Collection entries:
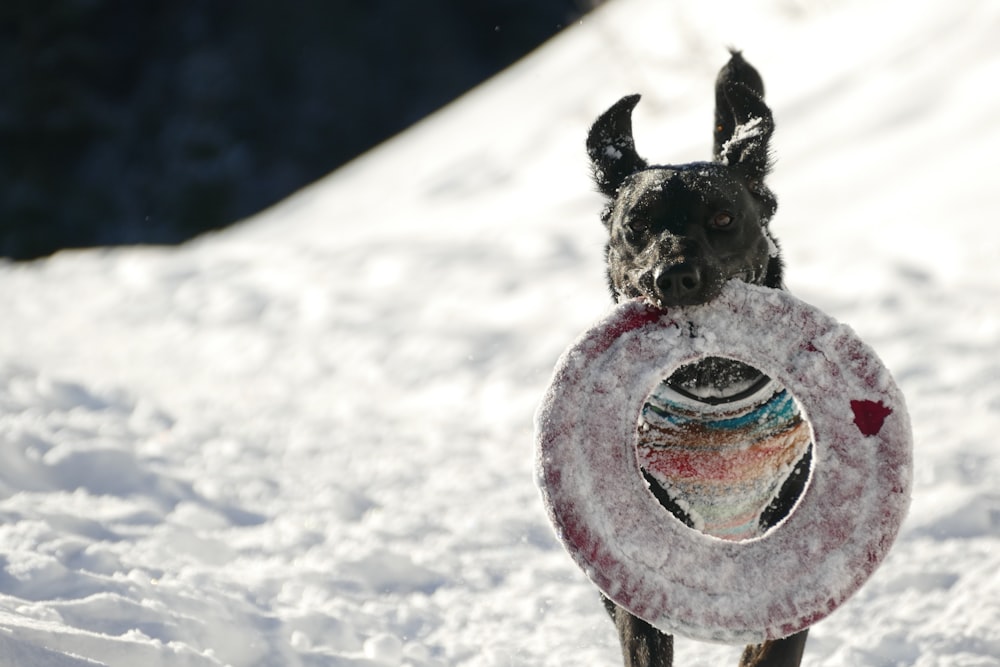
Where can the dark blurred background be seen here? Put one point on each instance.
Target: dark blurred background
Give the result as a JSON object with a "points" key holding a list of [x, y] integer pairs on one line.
{"points": [[150, 121]]}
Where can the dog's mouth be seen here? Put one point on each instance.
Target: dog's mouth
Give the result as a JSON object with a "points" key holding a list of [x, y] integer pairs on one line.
{"points": [[694, 288]]}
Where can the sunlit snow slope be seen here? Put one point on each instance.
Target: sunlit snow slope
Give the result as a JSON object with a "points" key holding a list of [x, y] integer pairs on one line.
{"points": [[307, 440]]}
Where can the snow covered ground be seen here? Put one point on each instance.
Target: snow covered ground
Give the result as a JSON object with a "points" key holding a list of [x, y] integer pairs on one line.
{"points": [[307, 440]]}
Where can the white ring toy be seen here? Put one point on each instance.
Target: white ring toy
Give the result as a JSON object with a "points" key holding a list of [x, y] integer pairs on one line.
{"points": [[678, 579]]}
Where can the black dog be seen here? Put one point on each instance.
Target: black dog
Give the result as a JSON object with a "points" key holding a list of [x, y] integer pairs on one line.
{"points": [[677, 234]]}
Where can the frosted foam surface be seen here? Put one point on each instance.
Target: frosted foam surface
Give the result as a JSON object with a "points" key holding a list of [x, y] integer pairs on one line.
{"points": [[686, 582]]}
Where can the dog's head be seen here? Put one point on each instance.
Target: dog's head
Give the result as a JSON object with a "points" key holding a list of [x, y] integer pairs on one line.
{"points": [[678, 233]]}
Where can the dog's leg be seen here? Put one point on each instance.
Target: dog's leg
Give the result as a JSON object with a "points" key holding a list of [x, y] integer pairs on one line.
{"points": [[785, 652], [642, 644]]}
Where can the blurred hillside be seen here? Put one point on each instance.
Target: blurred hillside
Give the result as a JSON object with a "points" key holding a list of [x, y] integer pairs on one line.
{"points": [[149, 122]]}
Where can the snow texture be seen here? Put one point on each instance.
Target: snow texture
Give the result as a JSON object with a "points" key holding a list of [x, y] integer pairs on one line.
{"points": [[679, 579], [307, 440]]}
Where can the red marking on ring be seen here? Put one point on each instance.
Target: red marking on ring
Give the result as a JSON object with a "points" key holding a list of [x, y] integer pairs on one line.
{"points": [[869, 416]]}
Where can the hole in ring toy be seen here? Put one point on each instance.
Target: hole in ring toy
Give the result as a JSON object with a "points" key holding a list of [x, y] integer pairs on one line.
{"points": [[687, 582]]}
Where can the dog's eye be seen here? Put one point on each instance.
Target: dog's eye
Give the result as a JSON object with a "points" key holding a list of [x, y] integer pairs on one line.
{"points": [[721, 220]]}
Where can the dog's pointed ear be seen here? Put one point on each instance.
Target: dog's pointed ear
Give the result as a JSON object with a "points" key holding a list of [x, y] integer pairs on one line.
{"points": [[611, 147], [743, 122]]}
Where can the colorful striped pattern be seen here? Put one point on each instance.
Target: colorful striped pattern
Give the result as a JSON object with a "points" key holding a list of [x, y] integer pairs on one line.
{"points": [[722, 464]]}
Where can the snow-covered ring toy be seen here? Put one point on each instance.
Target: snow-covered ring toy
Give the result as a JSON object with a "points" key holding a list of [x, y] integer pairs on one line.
{"points": [[683, 581]]}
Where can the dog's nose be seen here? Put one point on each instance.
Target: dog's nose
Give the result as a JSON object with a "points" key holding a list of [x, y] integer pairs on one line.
{"points": [[679, 284]]}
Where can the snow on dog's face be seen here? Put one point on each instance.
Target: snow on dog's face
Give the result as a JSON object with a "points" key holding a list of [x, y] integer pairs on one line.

→ TASK
Recast the collection entries above as a JSON list of strings, one string per line, omitting blank lines. Cover every entry, and leave the pictures out of your answer.

→ THE SOLUTION
[
  "Where can the dark blurred background be seen here? Put one point on each instance.",
  "Target: dark blurred background",
  "Give the result as a JSON object with a \"points\" key holding a list of [x, y] integer pairs on one line.",
  "{\"points\": [[150, 121]]}",
  "Where can the dog's mouth be seen here? Put one point on each instance.",
  "Target: dog's mouth",
  "Give the result as a JSON object with a \"points\" key holding a list of [x, y] integer pairs on one line.",
  "{\"points\": [[694, 288]]}",
  "Where can the sunlit snow slope be seen here? Put one point on each instance.",
  "Target: sunlit snow slope",
  "Give the result as a JSON object with a \"points\" key holding a list of [x, y] integer pairs on one line.",
  "{\"points\": [[307, 440]]}",
  "Where can the snow covered ground be seen here? Put one point on each instance.",
  "Target: snow covered ground",
  "Give the result as a JSON object with a \"points\" key holding a list of [x, y] integer pairs on one line.",
  "{\"points\": [[307, 440]]}",
  "Where can the white ring toy be seen here? Put one point on each instance.",
  "Target: white ring toy",
  "Give the result as a JSON object with a \"points\" key holding a list of [x, y] integer pairs on one line.",
  "{\"points\": [[678, 579]]}",
  "Where can the black dog be seen here? Put one point on each instance.",
  "Target: black dog",
  "Give the result as a JSON object with a \"points\" key holding a list of [x, y] integer pairs on one line.",
  "{\"points\": [[677, 234]]}",
  "Where can the frosted foam surface be seen here? Put one point on each instance.",
  "Target: frosted foam surface",
  "Give the result as a JSON object with a \"points\" key holding a list of [x, y] integer pairs on one line.",
  "{\"points\": [[686, 582]]}",
  "Where can the dog's head be seen here? Put one point on each instance.",
  "Target: dog's head",
  "Give the result as a JSON object with a \"points\" key holding a list of [x, y] integer pairs on one line.",
  "{\"points\": [[678, 233]]}",
  "Where can the dog's leg be seen here? Put one point on each instance.",
  "Target: dog's leg",
  "Give the result as a JSON object with a \"points\" key holding a list of [x, y] integer pairs on one line.",
  "{\"points\": [[785, 652], [642, 644]]}",
  "Where can the blurred hillside be seen here? Put one point on each instance.",
  "Target: blurred hillside",
  "Give the result as a JSON object with a \"points\" key holding a list of [x, y] integer pairs on one line.",
  "{\"points\": [[149, 122]]}",
  "Where can the snow texture be seen here? Put one point on each instance.",
  "Target: snow texture",
  "Give the result as a JSON object with a \"points\" key holding a list of [x, y] integer pairs on one line.",
  "{\"points\": [[679, 579], [307, 440]]}",
  "Where can the red marking on ring be seen here? Put one point on each instance.",
  "Target: red marking on ring",
  "Give the result as a JSON object with a \"points\" key holding a list of [x, y] integer pairs on one line.",
  "{\"points\": [[869, 416]]}",
  "Where can the hole in ring toy be seen here? Put one point on each instance.",
  "Target: hole in ring toy",
  "Give the result as a JSON object with a \"points\" key holding a list of [x, y] integer pairs on one line.",
  "{\"points\": [[687, 582]]}",
  "Where can the dog's eye be seen here? Put one point on each instance.",
  "Target: dog's eye",
  "Give the result as a JSON object with a \"points\" key holding a list of [x, y] integer pairs on one line.",
  "{\"points\": [[721, 220]]}",
  "Where can the dog's pointed ear be seen here? Put one point on each instance.",
  "Target: dog's pointed ear",
  "Give the result as a JSON object with a \"points\" key holding a list of [x, y] integer pairs on one line.",
  "{\"points\": [[611, 147], [743, 122]]}",
  "Where can the colorful striped pattern be seen here? Put one point on each instance.",
  "Target: colorful striped pattern",
  "Give the result as a JSON object with a \"points\" key holding a list of [x, y] integer pairs on one line.",
  "{\"points\": [[722, 464]]}",
  "Where can the snow-covered ring toy be seen here? Put one point on each instance.",
  "Target: snow-covered ring toy",
  "Give the result as a JSON object with a \"points\" key holding a list of [x, y] integer pairs on one line.",
  "{\"points\": [[683, 581]]}",
  "Where can the dog's nose be seen here? Put one point on each instance.",
  "Target: dog's nose",
  "Give the result as a JSON object with a \"points\" key holding a list of [x, y] integer pairs on one line.",
  "{\"points\": [[679, 284]]}",
  "Where can the snow on dog's face be seen here? Put one point on each instance.",
  "Target: snow on dog's face",
  "Give the result as a JSON object with a \"points\" key holding a list of [x, y] integer pairs on one line."
]